▸ **Source passage**
* BEGIN *
In the latest allegation of Garda malpractice, the Wexford TD said the Field Bar in Kilkenny had been subject to consistent harassment since John McDonald, who had returned from the US, purchased it in 2007.
Mr Wallace said the owner was arrested and held in a cell for five hours on one occasion a week after a meeting with Garda Supt Pádraig Dunne to discuss harassment of his premises.
He claimed in one incident a “visibly irate” garda was antagonistic to the owner’s wife in front of a bar full of customers, when he complained about tables and chairs on the street in front of the bar.
On another occasion, gardaí ordered the owner to close the bar despite it having a special exemption, while another bar with the same exemption remained open, he said.
Mr Wallace named a Garda Inspector, Liam Connolly, whom he said became “vociferously involved with every angle of harassment”.
The content of a meeting between the owner and Insp Connolly to discuss the incidents has become the subject of a complaint to the Garda Ombudsman.
Mr Wallace also claimed that in an incident in July this year, when gardaí entered another bar, Matt the Miller, at 2.30am, “Inspector Connolly was on the premises drinking, clearly intoxicated, but left hastily, no names were taken and no record of this inspection was recorded on the Pulse system.”
In another incident, where a member of the public with a knuckle duster pepper sprayed a customer and threatened other customers when he was refused entry, a garda arrived two hours later when the bar was closed.
Mr Wallace said the owners were at a loss to know the cause of the harassment but, quoting Mr McDonald, said he believed it was “motivated by a desire to unlawfully force our customer base to go to other premises”.
* END *
▸ **Data records**
* BEGIN *
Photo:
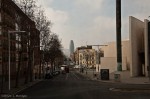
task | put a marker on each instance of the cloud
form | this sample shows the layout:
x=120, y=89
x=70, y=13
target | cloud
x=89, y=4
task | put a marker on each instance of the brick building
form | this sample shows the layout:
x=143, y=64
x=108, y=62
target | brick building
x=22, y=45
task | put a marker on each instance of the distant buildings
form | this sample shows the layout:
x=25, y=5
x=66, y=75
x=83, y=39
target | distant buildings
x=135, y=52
* END *
* BEGIN *
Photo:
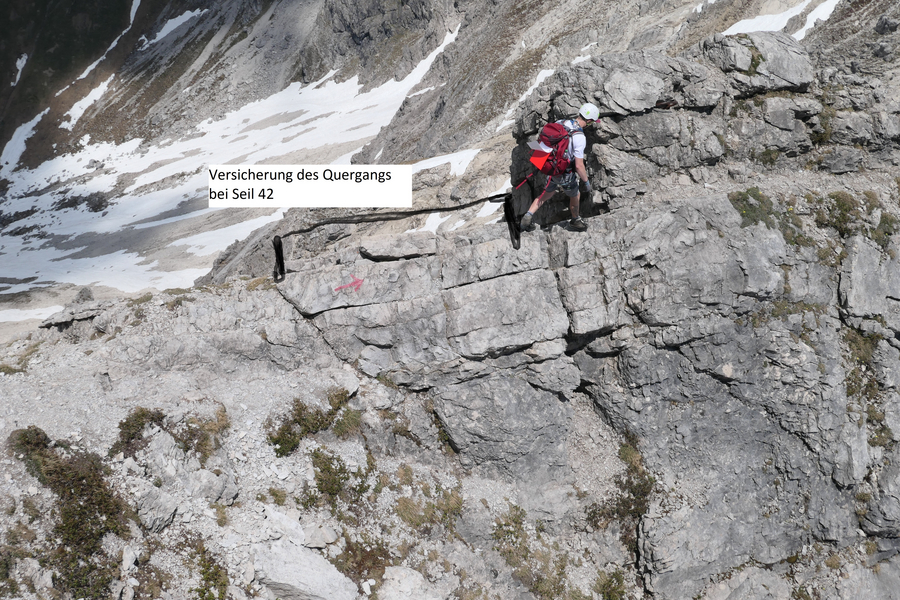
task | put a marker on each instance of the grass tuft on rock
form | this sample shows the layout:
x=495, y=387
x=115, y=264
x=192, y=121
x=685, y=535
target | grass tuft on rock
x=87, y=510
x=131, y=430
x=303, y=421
* END *
▸ **Problems to work on**
**1.** In the article about the Field Bar, how long was the owner held in a cell on one occasion?
**2.** Transcribe the article about the Field Bar, beginning at the words "He claimed in" and stopping after "of the bar.".

▸ **Answers below**
**1.** Five hours.

**2.**
He claimed in one incident a “visibly irate” garda was antagonistic to the owner’s wife in front of a bar full of customers, when he complained about tables and chairs on the street in front of the bar.